= Task directions =
Reproduce the following lines without any changes.

### Given data

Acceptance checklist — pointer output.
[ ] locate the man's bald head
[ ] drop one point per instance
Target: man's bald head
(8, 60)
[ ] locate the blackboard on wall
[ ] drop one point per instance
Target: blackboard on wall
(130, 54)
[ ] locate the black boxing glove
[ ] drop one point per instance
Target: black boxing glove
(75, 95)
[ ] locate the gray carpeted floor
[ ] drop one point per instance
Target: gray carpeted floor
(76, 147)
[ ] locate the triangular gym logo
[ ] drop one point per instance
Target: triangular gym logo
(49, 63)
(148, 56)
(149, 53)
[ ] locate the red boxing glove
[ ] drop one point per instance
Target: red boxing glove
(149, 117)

######

= Correct output =
Acceptance checklist — pointer output.
[ ] locate the man's bald head
[ ] drop one point per instance
Target: man's bald head
(8, 60)
[ ] locate the blackboard on wall
[ ] drop one point per instance
Target: blackboard on wall
(130, 54)
[ ] locate the black boxing glove
[ ] drop one point per instance
Target: black boxing glove
(75, 95)
[ ] locate the gray carpeted floor
[ ] drop one point per instance
Target: gray carpeted floor
(76, 147)
[ ] locate the triangular gym logo
[ ] drop one point per instance
Target: triangular gym logo
(49, 63)
(148, 56)
(149, 53)
[ ] locate the red boxing glove
[ ] drop one point per instance
Target: red boxing glove
(149, 117)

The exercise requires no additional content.